Problem description
The reply should contain every entry exactly as given, with no pictures in it.

** Entries shown follows **

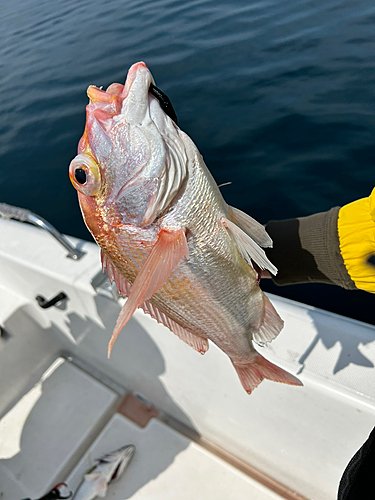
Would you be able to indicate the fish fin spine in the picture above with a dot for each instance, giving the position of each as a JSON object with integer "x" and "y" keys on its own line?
{"x": 101, "y": 488}
{"x": 190, "y": 338}
{"x": 251, "y": 374}
{"x": 271, "y": 325}
{"x": 248, "y": 248}
{"x": 251, "y": 227}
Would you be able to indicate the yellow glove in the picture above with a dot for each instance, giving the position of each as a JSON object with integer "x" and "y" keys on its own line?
{"x": 356, "y": 227}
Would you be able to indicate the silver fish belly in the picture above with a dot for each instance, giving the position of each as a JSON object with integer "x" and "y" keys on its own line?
{"x": 168, "y": 239}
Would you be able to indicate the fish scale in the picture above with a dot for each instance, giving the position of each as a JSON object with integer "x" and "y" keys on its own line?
{"x": 172, "y": 243}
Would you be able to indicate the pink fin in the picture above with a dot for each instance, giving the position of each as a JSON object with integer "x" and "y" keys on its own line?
{"x": 251, "y": 374}
{"x": 193, "y": 340}
{"x": 167, "y": 252}
{"x": 114, "y": 275}
{"x": 271, "y": 326}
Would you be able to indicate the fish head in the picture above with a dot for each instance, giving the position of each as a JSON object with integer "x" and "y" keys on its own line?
{"x": 131, "y": 161}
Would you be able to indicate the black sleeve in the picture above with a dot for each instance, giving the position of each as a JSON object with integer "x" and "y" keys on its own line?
{"x": 307, "y": 250}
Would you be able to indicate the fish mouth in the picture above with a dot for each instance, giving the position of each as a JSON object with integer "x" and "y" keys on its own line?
{"x": 130, "y": 99}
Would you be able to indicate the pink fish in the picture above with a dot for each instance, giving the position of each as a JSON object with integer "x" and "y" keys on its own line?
{"x": 168, "y": 239}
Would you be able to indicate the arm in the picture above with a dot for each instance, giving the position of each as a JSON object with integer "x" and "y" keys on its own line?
{"x": 329, "y": 247}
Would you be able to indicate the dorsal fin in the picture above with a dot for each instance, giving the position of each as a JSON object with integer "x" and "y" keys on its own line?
{"x": 248, "y": 248}
{"x": 251, "y": 227}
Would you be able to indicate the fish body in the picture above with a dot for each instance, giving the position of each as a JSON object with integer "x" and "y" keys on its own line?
{"x": 169, "y": 240}
{"x": 109, "y": 468}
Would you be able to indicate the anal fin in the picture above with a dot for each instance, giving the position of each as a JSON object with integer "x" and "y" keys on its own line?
{"x": 190, "y": 338}
{"x": 252, "y": 373}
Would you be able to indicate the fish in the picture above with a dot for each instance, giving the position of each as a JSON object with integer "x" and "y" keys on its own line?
{"x": 168, "y": 239}
{"x": 57, "y": 493}
{"x": 108, "y": 469}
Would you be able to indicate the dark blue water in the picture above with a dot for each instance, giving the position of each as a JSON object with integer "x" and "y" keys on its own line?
{"x": 277, "y": 94}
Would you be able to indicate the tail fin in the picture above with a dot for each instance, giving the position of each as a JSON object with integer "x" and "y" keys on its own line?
{"x": 251, "y": 374}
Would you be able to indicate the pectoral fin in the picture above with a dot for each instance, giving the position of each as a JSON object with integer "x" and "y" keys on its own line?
{"x": 167, "y": 252}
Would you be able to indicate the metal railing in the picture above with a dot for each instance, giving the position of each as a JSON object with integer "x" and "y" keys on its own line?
{"x": 24, "y": 215}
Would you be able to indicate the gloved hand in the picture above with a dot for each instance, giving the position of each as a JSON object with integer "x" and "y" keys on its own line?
{"x": 356, "y": 228}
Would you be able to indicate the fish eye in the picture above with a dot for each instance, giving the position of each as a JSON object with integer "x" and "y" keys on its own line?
{"x": 84, "y": 174}
{"x": 80, "y": 175}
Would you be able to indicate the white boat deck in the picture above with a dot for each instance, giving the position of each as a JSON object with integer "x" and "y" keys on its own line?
{"x": 60, "y": 395}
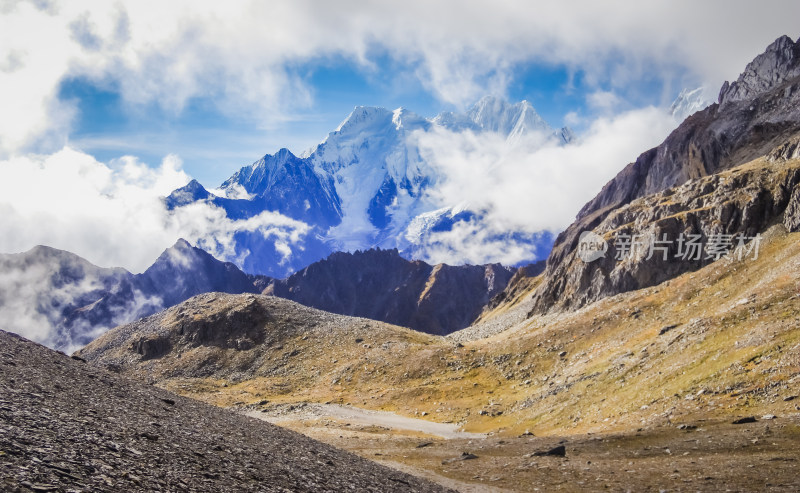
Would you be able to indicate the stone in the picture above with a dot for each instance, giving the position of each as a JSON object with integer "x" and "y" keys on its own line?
{"x": 559, "y": 451}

** End of Entries shown **

Exercise answer
Would you be able to indicate the fish fin spine in the picture above with a dot for each instance, giving the position of each as a JSON object with integer "x" and "y" keys on its own line?
{"x": 101, "y": 488}
{"x": 190, "y": 338}
{"x": 251, "y": 374}
{"x": 271, "y": 325}
{"x": 248, "y": 248}
{"x": 251, "y": 227}
Would you be able to indicate the yellow glove in the picture above with a dot for each instance, giving the position of each as a JSON object with integer "x" and "y" keys on its own line?
{"x": 356, "y": 227}
Would you be able to indicate the silver fish belly in the picture above with a dot for each instance, giving the position of each as a JSON object with integer "x" and "y" keys on its own line?
{"x": 168, "y": 239}
Would you be able to indicate the fish scale in the picture above with a dot for each instance, giving the position of each as a JSON object with integer "x" and "y" keys on its own line?
{"x": 172, "y": 243}
Would you be able to indicate the pink fin in the picture above with a dot for each instance, giving the position of each as a JSON object with integer "x" and "y" keys on its own line?
{"x": 251, "y": 374}
{"x": 193, "y": 340}
{"x": 167, "y": 252}
{"x": 114, "y": 275}
{"x": 271, "y": 326}
Would you be able to indicate the fish head in the picture above with a dot for each instance, giving the position of each as a JSON object with integer "x" and "y" keys on its own line?
{"x": 131, "y": 161}
Would you be able to indicate the black sleeve in the picture above with a dot for each instance, giving the position of each as a JSON object with integer "x" and "y" keys on its own line?
{"x": 307, "y": 250}
Would you be able to indicate the fish mouth in the picture above with a dot for each instance, giving the position of each as a JSON object with integer "x" and "y" keys on its own line?
{"x": 130, "y": 99}
Would you be able to indicate the pink fish in the picture above with a dot for each instance, giving the position of each as a JSON object with integer "x" and "y" keys on its own line?
{"x": 168, "y": 239}
Would you be able to indicate the arm in the picture above with a dot for each instance, giving the position of each as a JSON object with integer "x" and "y" keys on its own line?
{"x": 329, "y": 247}
Would you be able to indicate the dorsal fin in the picture above with a dot for each instance, giving the position of each as a JSON object with integer "x" and "y" keys on its own line?
{"x": 248, "y": 248}
{"x": 251, "y": 227}
Would you be able to indicate the fish body in the picture above with a dot for each instance, giving the position of each as a JSON object with integer "x" and "y" keys on its own line?
{"x": 169, "y": 240}
{"x": 109, "y": 468}
Would you be able to indicate the anal fin in the picture above with a dot for each instance, giving the position of each as a JSON object with integer "x" and "y" keys on its own line?
{"x": 190, "y": 338}
{"x": 252, "y": 373}
Would you be able to indicate the fish in the picture above with a dot for each instance, giving the position of each as a JSON object with integer "x" and "y" keys on its own line?
{"x": 168, "y": 239}
{"x": 57, "y": 493}
{"x": 108, "y": 469}
Would you be able to indicate the dark blue water in the picture above with a dot for each instance, giving the position of each as a JSON object with integer "x" and "y" keys on its own line?
{"x": 277, "y": 94}
Would you be able to indicate the tail fin in the picture above with a dot for each instance, giving the position of each as a JSON object with integer "x" and "y" keys on its own line?
{"x": 251, "y": 374}
Would you be able to indicate the pectoral fin in the picture above with a dot for each instance, giving the position of each as a JSON object with integer "x" and "y" keys on its own line?
{"x": 167, "y": 252}
Would you be able to indicate the metal railing in the picture above with a dot for each instance, giving the position of each as a JSON object with integer "x" and "y" keys on its own line?
{"x": 24, "y": 215}
Would you be able to indicate the gloved hand in the picture above with a dot for each instance, giving the position of each as a JSON object with integer "x" and "y" keys on its own line?
{"x": 356, "y": 228}
Would you be able to indicate the fish eye in the picture above with a dot for each instance, giving the position of each as a JSON object with integer "x" and "y" keys on its own line?
{"x": 84, "y": 174}
{"x": 80, "y": 175}
Would you be able to indicate the white boat deck in the picture above with a dot for each instance, giving the position of each as a JSON object with integer "x" and "y" keys on its own line?
{"x": 60, "y": 395}
Would you be able to indicate the stone in the picture above with a dot for each instance, giving the position of each as a JSON object with integer "x" and "y" keys on its own line?
{"x": 559, "y": 451}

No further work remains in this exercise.